● Your task
Write out every line of the records below as a JSON list of strings, one string per line, with blank lines skipped and the pictures left out.

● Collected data
========

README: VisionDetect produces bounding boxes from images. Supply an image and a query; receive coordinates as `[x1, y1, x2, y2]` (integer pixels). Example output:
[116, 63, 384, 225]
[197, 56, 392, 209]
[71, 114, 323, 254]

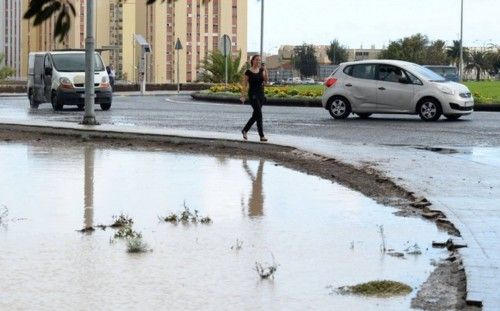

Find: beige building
[278, 45, 382, 64]
[15, 0, 248, 83]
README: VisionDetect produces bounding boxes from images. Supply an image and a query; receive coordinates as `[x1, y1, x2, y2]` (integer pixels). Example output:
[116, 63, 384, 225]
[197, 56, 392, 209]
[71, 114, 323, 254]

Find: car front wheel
[418, 98, 443, 121]
[328, 97, 351, 119]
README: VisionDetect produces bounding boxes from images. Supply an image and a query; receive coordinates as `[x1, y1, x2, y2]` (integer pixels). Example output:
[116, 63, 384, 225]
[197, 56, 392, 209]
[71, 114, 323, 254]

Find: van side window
[405, 71, 424, 85]
[378, 65, 407, 83]
[351, 64, 375, 80]
[43, 55, 52, 72]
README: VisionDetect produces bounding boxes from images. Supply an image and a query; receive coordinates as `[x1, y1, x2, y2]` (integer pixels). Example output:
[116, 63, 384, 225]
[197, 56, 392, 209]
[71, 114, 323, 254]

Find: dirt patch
[411, 253, 481, 310]
[0, 126, 472, 308]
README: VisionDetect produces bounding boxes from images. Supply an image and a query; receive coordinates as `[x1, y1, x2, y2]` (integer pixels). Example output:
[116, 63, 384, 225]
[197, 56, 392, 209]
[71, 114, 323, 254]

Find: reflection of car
[322, 60, 474, 121]
[424, 65, 458, 82]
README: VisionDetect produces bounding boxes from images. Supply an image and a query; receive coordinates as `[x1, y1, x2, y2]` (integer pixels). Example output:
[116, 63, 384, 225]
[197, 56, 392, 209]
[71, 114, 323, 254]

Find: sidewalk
[0, 119, 500, 310]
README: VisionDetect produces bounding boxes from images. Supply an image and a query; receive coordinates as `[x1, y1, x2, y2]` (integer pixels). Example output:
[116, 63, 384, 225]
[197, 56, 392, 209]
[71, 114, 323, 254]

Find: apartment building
[0, 0, 23, 78]
[9, 0, 248, 83]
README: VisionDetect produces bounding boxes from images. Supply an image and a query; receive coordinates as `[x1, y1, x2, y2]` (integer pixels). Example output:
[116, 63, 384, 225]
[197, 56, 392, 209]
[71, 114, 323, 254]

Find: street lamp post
[82, 0, 99, 125]
[260, 0, 264, 58]
[458, 0, 464, 82]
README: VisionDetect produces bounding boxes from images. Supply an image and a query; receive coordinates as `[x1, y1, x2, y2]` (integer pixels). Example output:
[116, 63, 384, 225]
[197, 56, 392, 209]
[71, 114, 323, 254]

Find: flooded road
[0, 142, 448, 310]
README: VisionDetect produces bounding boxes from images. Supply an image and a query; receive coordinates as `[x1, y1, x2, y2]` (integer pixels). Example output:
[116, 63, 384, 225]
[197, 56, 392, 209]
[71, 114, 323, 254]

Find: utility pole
[82, 0, 99, 125]
[458, 0, 464, 82]
[260, 0, 264, 58]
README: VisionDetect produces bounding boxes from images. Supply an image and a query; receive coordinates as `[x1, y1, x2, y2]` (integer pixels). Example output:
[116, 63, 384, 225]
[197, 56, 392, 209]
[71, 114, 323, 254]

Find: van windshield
[52, 53, 104, 72]
[407, 64, 446, 82]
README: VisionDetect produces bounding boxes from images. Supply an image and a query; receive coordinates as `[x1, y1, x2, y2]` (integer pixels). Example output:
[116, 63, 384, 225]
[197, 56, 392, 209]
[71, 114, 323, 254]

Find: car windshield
[52, 53, 104, 72]
[407, 64, 446, 82]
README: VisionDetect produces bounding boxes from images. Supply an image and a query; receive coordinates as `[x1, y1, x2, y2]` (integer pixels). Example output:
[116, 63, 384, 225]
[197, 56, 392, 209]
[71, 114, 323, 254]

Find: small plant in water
[405, 243, 422, 255]
[114, 227, 142, 239]
[127, 237, 153, 253]
[160, 202, 212, 224]
[337, 280, 412, 297]
[231, 239, 243, 251]
[377, 225, 387, 253]
[255, 254, 279, 280]
[110, 214, 134, 228]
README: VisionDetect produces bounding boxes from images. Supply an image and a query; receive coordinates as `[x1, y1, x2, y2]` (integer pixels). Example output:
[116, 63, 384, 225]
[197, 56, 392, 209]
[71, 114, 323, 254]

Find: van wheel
[356, 113, 372, 119]
[417, 98, 443, 121]
[50, 92, 64, 111]
[101, 103, 111, 111]
[28, 89, 40, 109]
[328, 96, 351, 119]
[444, 114, 462, 121]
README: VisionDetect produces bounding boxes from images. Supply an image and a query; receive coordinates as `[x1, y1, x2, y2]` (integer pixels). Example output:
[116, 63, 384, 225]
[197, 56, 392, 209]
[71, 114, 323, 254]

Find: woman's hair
[250, 54, 260, 67]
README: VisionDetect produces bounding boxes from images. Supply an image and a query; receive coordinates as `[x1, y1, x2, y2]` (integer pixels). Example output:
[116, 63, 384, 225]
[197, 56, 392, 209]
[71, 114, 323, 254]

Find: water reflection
[243, 159, 264, 217]
[83, 145, 95, 228]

========

● Task output
[
  "README: VisionDetect produces bounding boxes from images. Supply an image and a query; receive coordinates as `[x1, y1, x2, y2]` (integer pixels). Example output:",
  "[116, 63, 384, 225]",
  "[197, 56, 392, 209]",
  "[71, 114, 323, 254]",
  "Find: beige building",
  "[278, 45, 382, 64]",
  "[15, 0, 248, 83]",
  "README: VisionDetect produces bounding boxes from images. Supply an image and a query; receive coordinates as `[x1, y1, x2, y2]` (integer pixels). Example output:",
  "[116, 63, 384, 225]",
  "[197, 56, 392, 209]",
  "[71, 114, 323, 254]",
  "Find: car front wheel",
  "[418, 98, 443, 121]",
  "[328, 97, 351, 119]",
  "README: VisionDetect produces bounding boxes from images. Supply an image and a query; receive coordinates as `[x1, y1, x2, y2]` (integer pixels). Example output:",
  "[116, 63, 384, 225]",
  "[197, 56, 392, 209]",
  "[71, 114, 323, 254]",
  "Find: van side window",
  "[405, 71, 424, 85]",
  "[378, 65, 407, 83]",
  "[351, 64, 375, 80]",
  "[43, 55, 52, 72]",
  "README: VisionDetect produces bounding boxes from images. Supply an image and a query; receive coordinates as `[x1, y1, x2, y2]` (integer pixels). Example output:",
  "[116, 63, 384, 225]",
  "[197, 56, 392, 209]",
  "[71, 114, 323, 254]",
  "Find: dirt patch",
  "[411, 253, 481, 310]",
  "[0, 126, 472, 308]",
  "README: VisionDetect produces bounding boxes from images. Supply an image and a query; receive coordinates as `[x1, y1, x2, y2]` (integer pixels). Example output:",
  "[116, 63, 384, 225]",
  "[197, 56, 392, 209]",
  "[71, 114, 323, 254]",
  "Find: reflection of car",
  "[322, 60, 474, 121]",
  "[424, 65, 458, 82]",
  "README: VisionDetect produces bounding boxes from images. Supply an image and a query; receive coordinates as `[x1, y1, x2, y2]` (integer pixels). Example output:",
  "[116, 63, 384, 225]",
  "[197, 56, 392, 209]",
  "[71, 114, 323, 254]",
  "Find: sidewalk",
  "[0, 119, 500, 310]",
  "README: VisionDetect produces bounding boxes from images. Supply an image and a query; receive coordinates as `[x1, y1, x2, y2]` (integer pixels). Example output:",
  "[116, 63, 384, 225]",
  "[197, 56, 392, 209]",
  "[71, 114, 323, 254]",
  "Find: apartment building",
  "[0, 0, 23, 78]",
  "[9, 0, 248, 83]",
  "README: VisionDetect produces bounding boxes from images. Supply an image and a query; receive coordinates as `[x1, y1, x2, y2]` (integer pixels). Example output:",
  "[116, 63, 384, 225]",
  "[197, 56, 392, 209]",
  "[71, 114, 323, 254]",
  "Find: street lamp post",
  "[82, 0, 99, 125]",
  "[260, 0, 264, 58]",
  "[458, 0, 464, 82]",
  "README: VisionDetect produces bounding boxes from images. Supply an image and a query; receive coordinates as `[x1, y1, x2, y2]` (integer pixels). Example output:",
  "[116, 63, 384, 225]",
  "[197, 56, 392, 209]",
  "[71, 114, 323, 254]",
  "Find: flooded road",
  "[0, 142, 448, 310]",
  "README: VisionDetect produces bounding boxes from images. Supply an image and a query; receive coordinates as `[x1, y1, x2, y2]` (integer pixels). Example output:",
  "[116, 63, 384, 225]",
  "[197, 56, 392, 209]",
  "[71, 114, 323, 254]",
  "Find: utility pole",
  "[82, 0, 99, 125]",
  "[458, 0, 464, 82]",
  "[260, 0, 264, 58]",
  "README: VisionDetect produces bounding boxes from images. Supply an image and a query; receive coordinates as `[x1, y1, x2, y2]` (integer pixels). Example output:",
  "[116, 63, 384, 225]",
  "[197, 56, 392, 209]",
  "[71, 114, 323, 254]",
  "Find: van windshield",
  "[52, 53, 104, 72]",
  "[407, 64, 446, 82]",
  "README: VisionDetect produces bounding boxes from images. Supply an image and a query; receive coordinates as `[x1, y1, x2, y2]` (integer pixels). Example output:",
  "[116, 63, 384, 225]",
  "[197, 56, 392, 209]",
  "[71, 114, 323, 254]",
  "Find: car windshield",
  "[52, 53, 104, 72]",
  "[407, 64, 446, 82]",
  "README: VisionDetect produces bounding boxes from images. Supply an image and a query; receive coordinates as `[x1, y1, x2, y2]` (integer pixels). Example output:",
  "[116, 63, 384, 225]",
  "[197, 56, 392, 209]",
  "[71, 114, 323, 254]",
  "Find: small plant in water",
  "[405, 243, 422, 255]",
  "[114, 227, 142, 239]",
  "[127, 237, 153, 253]",
  "[160, 202, 212, 224]",
  "[337, 280, 412, 297]",
  "[231, 239, 243, 251]",
  "[377, 225, 387, 253]",
  "[255, 254, 279, 280]",
  "[110, 214, 134, 228]",
  "README: VisionDetect produces bounding boxes from images. Supply an image and a query; receive coordinates as `[x1, y1, x2, y2]` (integer pixels). Example output:",
  "[116, 63, 384, 225]",
  "[197, 56, 392, 209]",
  "[71, 114, 323, 254]",
  "Find: van wheel",
  "[356, 113, 372, 119]",
  "[417, 98, 443, 121]",
  "[50, 92, 64, 111]",
  "[101, 103, 111, 111]",
  "[28, 89, 40, 109]",
  "[328, 96, 351, 119]",
  "[444, 114, 462, 121]",
  "README: VisionDetect produces bounding boxes from images. Supply an image and a query; receive coordinates as `[x1, y1, x2, y2]` (integer pixels). Example output:",
  "[116, 63, 384, 225]",
  "[197, 56, 392, 209]",
  "[71, 114, 323, 254]",
  "Find: woman's hair",
  "[250, 54, 260, 67]",
  "README: VisionDetect produces bounding boxes from images. Supply an image and a query; receive coordinates as `[x1, y1, x2, y2]` (integer pixels). Example output:",
  "[116, 63, 384, 225]",
  "[197, 56, 392, 209]",
  "[71, 114, 323, 254]",
  "Find: water reflection",
  "[243, 159, 264, 217]",
  "[83, 145, 95, 228]"
]